KUTIPAN SUMBER
★ ★ ★

Data ini, katanya, masih gunung es, karena kemungkinan jumlahnya lebih banyak. Sebab, sebagian warung sengsu tidak mencantumkan operasinya di Google Maps atau menandainya dengan sebutan lain.
Pemerintah sudah melarang dengan Surat Edaran (SE) Gubernur 510/13896 pada 2023. Gunungkidul juga turut melarang dengan SE Bupati nomor 11 sejak 2024, dan Sleman dengan SE Dinas Pertanian dan Pangan nomor 524/3494 tahun 2024.
Kebijakan yang hanya melarang, katanya, tidak efektif. Mengingat dampaknya pada kesehatan masyarakat luas.
“Temuan kami menunjukan banyak pemilik warung sengsu itu mau berhenti asal ada pengganti jenis usaha yang lebih jelas, mereka selama ini masih beroperasi karena tuntutan ekonomi juga.”

★ ★ ★

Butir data
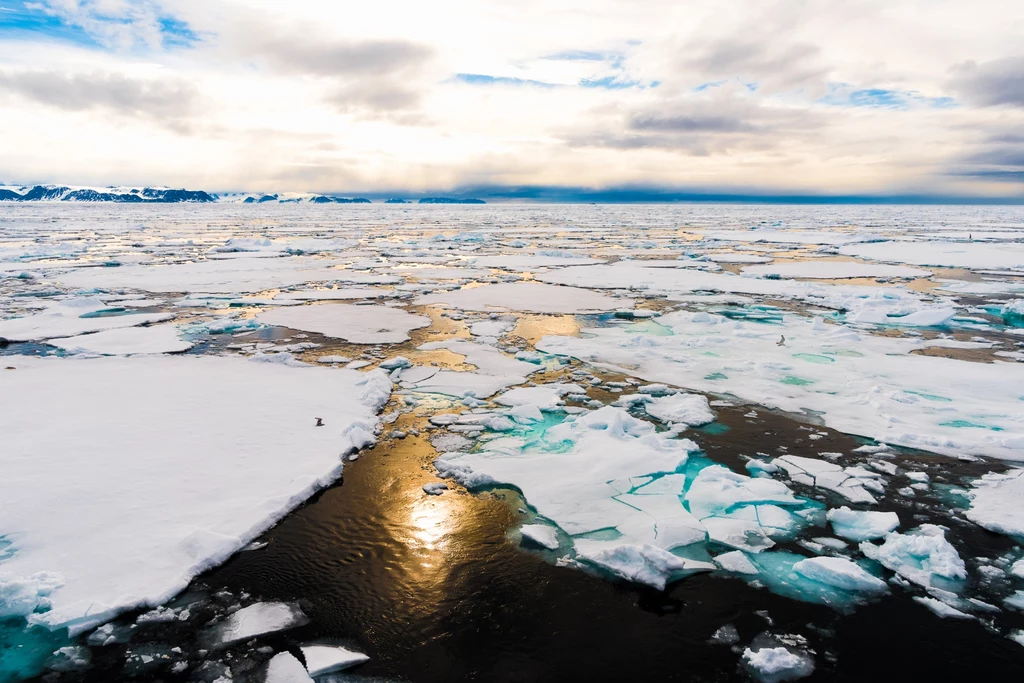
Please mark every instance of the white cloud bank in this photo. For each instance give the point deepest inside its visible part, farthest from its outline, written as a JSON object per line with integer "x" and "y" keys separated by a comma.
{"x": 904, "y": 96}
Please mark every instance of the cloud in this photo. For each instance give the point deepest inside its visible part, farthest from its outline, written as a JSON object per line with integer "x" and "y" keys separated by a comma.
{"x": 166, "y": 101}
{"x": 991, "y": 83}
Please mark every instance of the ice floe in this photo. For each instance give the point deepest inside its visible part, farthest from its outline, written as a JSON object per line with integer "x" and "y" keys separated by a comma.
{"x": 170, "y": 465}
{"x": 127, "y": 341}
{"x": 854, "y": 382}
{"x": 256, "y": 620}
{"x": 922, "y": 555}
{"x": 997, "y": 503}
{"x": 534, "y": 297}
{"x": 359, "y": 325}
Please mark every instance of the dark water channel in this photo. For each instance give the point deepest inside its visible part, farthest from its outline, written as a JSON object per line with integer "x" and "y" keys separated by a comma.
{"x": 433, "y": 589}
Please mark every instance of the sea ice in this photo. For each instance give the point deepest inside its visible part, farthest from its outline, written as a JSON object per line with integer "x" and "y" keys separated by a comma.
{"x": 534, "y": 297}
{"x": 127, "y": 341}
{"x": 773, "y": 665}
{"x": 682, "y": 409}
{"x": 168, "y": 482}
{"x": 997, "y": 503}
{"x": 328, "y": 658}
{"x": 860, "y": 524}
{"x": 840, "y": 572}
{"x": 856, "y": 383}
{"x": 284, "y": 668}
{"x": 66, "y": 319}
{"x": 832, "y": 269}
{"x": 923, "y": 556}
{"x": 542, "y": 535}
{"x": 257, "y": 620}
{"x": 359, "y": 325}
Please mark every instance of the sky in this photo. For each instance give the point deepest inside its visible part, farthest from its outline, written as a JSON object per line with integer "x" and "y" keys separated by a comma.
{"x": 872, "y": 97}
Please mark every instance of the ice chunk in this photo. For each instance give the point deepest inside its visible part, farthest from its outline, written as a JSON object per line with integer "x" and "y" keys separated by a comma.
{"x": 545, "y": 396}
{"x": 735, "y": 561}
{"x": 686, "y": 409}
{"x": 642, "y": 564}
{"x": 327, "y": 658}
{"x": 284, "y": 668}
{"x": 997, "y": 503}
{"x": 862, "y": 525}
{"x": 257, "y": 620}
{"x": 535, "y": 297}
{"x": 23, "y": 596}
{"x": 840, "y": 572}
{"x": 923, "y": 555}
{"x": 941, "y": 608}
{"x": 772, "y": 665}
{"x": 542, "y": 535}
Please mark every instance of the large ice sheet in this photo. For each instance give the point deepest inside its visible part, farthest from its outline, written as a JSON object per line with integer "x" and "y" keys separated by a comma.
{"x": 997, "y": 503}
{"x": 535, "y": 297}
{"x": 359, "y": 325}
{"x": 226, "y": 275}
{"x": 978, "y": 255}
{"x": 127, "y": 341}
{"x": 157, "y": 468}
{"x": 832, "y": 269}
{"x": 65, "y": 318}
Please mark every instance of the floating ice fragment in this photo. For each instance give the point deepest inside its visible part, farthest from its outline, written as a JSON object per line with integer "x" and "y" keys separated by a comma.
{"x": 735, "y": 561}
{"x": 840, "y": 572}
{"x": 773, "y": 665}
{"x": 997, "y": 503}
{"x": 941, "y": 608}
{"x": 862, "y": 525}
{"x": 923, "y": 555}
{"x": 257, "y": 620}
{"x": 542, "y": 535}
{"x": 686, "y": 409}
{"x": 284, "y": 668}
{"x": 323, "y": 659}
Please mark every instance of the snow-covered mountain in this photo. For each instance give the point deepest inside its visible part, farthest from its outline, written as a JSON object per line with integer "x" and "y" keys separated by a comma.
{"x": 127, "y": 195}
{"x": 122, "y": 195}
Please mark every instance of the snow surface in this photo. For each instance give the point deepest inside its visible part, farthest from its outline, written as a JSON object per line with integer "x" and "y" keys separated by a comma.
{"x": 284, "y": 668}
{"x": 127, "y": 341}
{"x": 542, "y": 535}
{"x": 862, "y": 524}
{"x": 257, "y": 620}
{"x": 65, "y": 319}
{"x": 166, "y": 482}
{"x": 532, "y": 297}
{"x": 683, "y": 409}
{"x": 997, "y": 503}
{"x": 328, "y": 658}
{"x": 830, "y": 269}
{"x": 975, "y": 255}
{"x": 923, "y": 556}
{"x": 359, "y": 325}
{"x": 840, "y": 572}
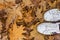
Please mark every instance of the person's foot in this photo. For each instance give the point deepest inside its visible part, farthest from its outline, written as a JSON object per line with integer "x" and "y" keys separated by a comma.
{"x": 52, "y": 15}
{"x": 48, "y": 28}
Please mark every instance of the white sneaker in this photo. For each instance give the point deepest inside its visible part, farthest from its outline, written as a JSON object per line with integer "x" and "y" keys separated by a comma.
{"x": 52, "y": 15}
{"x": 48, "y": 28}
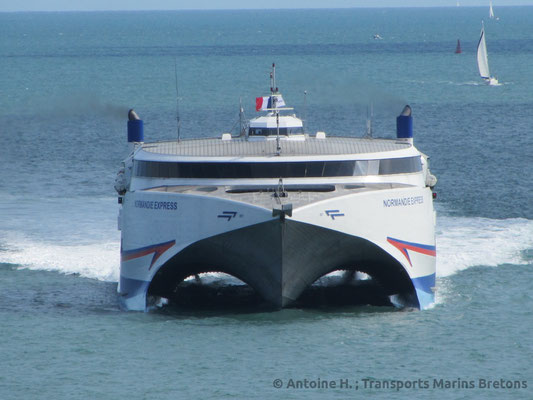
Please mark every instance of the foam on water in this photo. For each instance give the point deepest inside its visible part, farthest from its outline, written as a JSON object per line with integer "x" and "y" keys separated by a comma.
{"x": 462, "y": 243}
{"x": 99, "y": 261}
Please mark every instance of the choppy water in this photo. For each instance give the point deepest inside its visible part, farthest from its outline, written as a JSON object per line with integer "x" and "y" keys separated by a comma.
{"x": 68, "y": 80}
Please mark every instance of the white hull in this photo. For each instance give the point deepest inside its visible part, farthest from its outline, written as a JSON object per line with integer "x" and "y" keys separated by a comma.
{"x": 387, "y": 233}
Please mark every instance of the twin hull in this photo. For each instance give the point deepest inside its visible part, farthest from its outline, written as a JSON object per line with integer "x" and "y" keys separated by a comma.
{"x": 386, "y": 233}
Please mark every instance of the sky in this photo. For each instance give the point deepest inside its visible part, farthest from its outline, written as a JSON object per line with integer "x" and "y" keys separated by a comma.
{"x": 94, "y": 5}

★ ★ ★

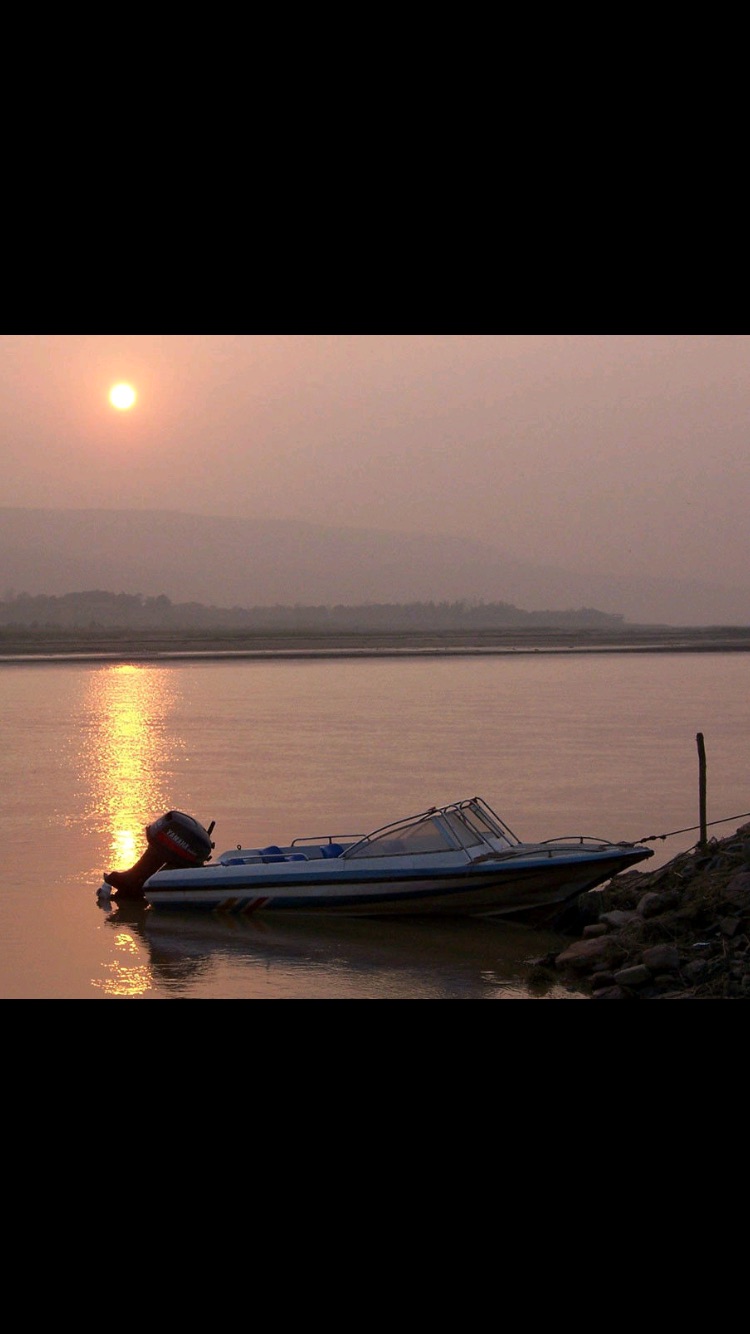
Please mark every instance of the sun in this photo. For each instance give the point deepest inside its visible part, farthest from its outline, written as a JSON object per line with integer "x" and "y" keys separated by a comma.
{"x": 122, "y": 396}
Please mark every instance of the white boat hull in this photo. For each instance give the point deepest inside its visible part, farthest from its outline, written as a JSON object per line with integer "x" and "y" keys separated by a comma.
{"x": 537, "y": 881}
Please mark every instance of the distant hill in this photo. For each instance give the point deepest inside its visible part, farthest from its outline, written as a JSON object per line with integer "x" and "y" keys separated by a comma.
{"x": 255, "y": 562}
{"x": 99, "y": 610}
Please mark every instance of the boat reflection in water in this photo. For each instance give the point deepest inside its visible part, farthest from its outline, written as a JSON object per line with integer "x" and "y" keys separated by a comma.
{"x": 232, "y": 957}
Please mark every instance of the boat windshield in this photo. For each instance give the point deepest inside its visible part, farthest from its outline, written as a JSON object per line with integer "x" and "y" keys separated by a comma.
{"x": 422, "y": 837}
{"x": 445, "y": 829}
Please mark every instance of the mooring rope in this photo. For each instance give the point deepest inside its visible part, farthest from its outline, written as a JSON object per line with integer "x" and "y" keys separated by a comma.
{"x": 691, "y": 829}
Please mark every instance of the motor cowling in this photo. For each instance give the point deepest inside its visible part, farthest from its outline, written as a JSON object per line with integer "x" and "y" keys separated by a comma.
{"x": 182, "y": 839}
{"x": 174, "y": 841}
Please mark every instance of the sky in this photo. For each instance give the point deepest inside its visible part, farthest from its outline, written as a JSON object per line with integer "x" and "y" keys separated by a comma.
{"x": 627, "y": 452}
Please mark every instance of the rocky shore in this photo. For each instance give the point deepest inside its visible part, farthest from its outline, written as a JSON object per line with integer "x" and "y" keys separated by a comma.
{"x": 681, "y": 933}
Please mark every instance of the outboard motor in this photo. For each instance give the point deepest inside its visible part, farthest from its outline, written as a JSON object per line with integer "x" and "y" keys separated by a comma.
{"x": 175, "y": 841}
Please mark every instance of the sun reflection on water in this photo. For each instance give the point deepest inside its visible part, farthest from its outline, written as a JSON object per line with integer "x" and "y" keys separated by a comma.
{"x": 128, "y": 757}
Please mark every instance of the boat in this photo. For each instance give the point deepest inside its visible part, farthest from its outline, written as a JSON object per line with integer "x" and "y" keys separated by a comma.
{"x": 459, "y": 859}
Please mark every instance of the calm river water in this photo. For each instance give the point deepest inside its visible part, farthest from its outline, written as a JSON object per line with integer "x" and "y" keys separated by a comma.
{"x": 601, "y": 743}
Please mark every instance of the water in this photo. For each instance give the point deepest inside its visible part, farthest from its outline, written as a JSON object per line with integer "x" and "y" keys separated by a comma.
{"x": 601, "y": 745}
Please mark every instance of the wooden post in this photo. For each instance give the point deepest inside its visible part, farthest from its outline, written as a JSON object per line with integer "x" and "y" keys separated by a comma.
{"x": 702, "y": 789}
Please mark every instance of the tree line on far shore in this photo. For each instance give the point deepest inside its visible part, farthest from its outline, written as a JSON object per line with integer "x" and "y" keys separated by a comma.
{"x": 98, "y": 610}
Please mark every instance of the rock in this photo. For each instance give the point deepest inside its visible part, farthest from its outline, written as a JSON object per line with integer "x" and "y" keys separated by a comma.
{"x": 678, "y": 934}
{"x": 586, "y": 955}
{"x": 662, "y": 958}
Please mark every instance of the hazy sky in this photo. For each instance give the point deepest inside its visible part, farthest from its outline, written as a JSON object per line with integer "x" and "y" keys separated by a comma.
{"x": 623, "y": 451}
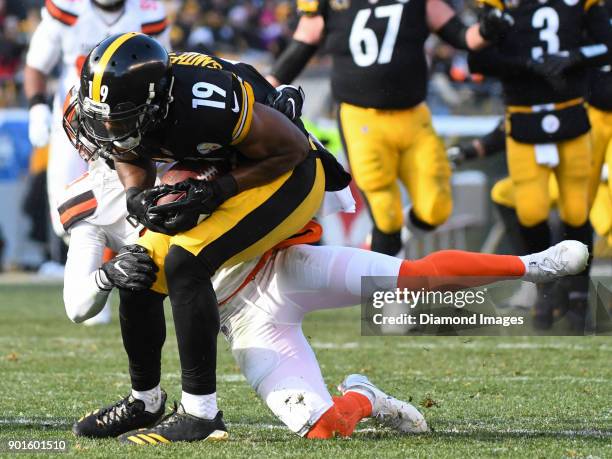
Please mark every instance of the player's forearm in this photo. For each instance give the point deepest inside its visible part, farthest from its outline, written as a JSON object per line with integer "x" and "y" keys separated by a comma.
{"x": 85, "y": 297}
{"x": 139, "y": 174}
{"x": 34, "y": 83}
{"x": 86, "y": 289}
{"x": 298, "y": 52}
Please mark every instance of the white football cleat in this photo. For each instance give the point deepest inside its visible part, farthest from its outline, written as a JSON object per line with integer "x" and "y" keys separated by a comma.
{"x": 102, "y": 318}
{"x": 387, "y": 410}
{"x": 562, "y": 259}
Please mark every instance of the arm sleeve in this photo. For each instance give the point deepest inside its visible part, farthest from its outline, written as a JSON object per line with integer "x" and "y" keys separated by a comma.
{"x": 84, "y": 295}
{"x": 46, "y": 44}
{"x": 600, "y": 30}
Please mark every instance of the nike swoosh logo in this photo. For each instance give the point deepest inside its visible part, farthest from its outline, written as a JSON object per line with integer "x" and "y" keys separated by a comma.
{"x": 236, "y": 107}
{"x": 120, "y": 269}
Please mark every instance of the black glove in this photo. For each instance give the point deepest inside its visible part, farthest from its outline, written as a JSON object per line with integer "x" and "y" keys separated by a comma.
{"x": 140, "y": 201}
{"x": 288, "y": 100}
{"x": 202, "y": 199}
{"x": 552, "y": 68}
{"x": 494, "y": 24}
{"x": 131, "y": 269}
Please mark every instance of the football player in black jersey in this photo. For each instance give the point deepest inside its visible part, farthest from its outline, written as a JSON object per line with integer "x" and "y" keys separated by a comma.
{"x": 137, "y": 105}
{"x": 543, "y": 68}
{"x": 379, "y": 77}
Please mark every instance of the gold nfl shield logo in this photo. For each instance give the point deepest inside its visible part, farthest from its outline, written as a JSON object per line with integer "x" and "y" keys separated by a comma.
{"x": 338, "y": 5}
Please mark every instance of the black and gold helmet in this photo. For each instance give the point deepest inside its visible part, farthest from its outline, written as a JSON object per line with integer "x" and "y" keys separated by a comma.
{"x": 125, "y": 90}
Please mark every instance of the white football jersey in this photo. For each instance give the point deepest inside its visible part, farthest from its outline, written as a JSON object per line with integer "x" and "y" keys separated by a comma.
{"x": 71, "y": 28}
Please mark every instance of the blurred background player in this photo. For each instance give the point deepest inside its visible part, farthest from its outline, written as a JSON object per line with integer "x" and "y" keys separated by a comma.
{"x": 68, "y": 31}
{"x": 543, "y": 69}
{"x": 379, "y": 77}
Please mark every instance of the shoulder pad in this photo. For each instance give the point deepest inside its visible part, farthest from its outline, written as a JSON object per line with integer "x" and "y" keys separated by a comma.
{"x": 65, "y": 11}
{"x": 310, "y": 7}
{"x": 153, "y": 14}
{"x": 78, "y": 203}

★ ★ ★

SOAL LATIHAN 1
Salin dengan tepat bagian kutipan tentang warung sengsu dari "Data ini, katanya, masih" sampai "524/3494 tahun 2024.".
SOAL LATIHAN 2
Lanjutkan kutipan tentang larangan warung sengsu, dimulai setelah kalimat terakhir yang tercantum.

JAWABAN SOAL 1
Data ini, katanya, masih gunung es, karena kemungkinan jumlahnya lebih banyak. Sebab, sebagian warung sengsu tidak mencantumkan operasinya di Google Maps atau menandainya dengan sebutan lain.
Pemerintah sudah melarang dengan Surat Edaran (SE) Gubernur 510/13896 pada 2023. Gunungkidul juga turut melarang dengan SE Bupati nomor 11 sejak 2024, dan Sleman dengan SE Dinas Pertanian dan Pangan nomor 524/3494 tahun 2024.

JAWABAN SOAL 2
Solusi?
Animal Friend Jogja (AFJ) yang tergabung dalam DMFI menginisiasi Nabati Nusantara untuk mengatasi konsumsi daging anjing. Elsa, yang juga pegiat AFJ, menyebut, program ini untuk menunjukkan pilihan makanan lain yang berbahan nabati, tetapi mampu menghidangkan santapan layaknya daging.
Lewat Nabati Nusantara, muncul menu tongseitan, yang bisa jadi pengganti sengsu. Menggunakan bahan tepung untuk hasilkan guletin agar menyerupai daging, lalu mengolahnya selayaknya tongseng daging anjing.
Nofri Dani, Koordinator Relawan AFJ yang mengampu Nabati Nusantara, menjelaskan, tongseitan mendapat respons positif dari penikmat sengsu. “Memang rasanya belum mirip sepenuhnya tapi mereka jadi teredukasi dan berhenti konsumsi daging anjing,” katanya.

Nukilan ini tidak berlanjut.